--- Start Rows ---

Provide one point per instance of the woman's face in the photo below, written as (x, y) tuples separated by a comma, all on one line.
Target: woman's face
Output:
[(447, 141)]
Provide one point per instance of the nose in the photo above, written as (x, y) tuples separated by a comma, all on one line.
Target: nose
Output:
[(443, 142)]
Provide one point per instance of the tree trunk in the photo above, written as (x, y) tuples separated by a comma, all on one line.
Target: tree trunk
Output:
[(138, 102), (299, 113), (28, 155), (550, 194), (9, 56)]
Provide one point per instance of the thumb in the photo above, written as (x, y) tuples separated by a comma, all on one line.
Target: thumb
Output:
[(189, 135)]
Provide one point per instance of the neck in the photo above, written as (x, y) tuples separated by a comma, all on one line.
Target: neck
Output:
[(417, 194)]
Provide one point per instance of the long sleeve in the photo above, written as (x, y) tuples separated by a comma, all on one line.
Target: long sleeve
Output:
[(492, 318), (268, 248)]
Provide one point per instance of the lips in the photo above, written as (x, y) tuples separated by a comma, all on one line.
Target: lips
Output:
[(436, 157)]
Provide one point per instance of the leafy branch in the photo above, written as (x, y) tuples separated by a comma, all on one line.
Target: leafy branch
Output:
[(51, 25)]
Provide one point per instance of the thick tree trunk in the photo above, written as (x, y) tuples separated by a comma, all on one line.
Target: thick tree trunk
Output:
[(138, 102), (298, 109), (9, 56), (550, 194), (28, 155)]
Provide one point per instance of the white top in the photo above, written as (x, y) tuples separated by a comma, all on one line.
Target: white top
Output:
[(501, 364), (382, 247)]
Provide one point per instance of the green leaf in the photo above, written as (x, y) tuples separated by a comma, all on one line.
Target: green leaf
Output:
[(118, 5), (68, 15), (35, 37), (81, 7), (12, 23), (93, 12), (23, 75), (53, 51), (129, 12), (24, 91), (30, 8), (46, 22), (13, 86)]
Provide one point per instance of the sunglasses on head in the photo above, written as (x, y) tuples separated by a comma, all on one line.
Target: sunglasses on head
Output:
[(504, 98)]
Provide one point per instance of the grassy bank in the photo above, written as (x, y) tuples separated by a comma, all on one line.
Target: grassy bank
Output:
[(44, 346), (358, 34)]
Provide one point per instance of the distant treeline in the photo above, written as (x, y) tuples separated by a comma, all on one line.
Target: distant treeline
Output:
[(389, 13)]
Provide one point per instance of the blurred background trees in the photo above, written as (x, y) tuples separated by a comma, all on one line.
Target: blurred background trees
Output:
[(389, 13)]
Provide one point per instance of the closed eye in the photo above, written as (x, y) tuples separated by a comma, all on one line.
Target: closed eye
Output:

--- End Rows ---

#### Exercise goal
Can you substitute "leafy twig" for "leafy branch" in the lines starting with the line that contains "Provide one point per instance of the lips" and going on through the line that contains "[(138, 102), (298, 109), (9, 56), (550, 194), (28, 155)]", then give only those lines again with nothing else changed?

#### The output
Provide one point per instance of the lips in the photo above, written as (x, y) tuples separated by a comma, all on one line.
Target: lips
Output:
[(436, 157)]
Provide one point per instance of the leafy twig in the photo above, written as (x, y) tuples separated by a comma, all on one line.
Target: leafy twig
Output:
[(51, 25)]
Provide one point per instance of the thick tree trunk in the photo above, written as (x, y) tuples separated by a comma, all on one line.
Target: thick tree trunk
Output:
[(138, 102), (298, 109), (9, 56), (550, 194), (28, 155)]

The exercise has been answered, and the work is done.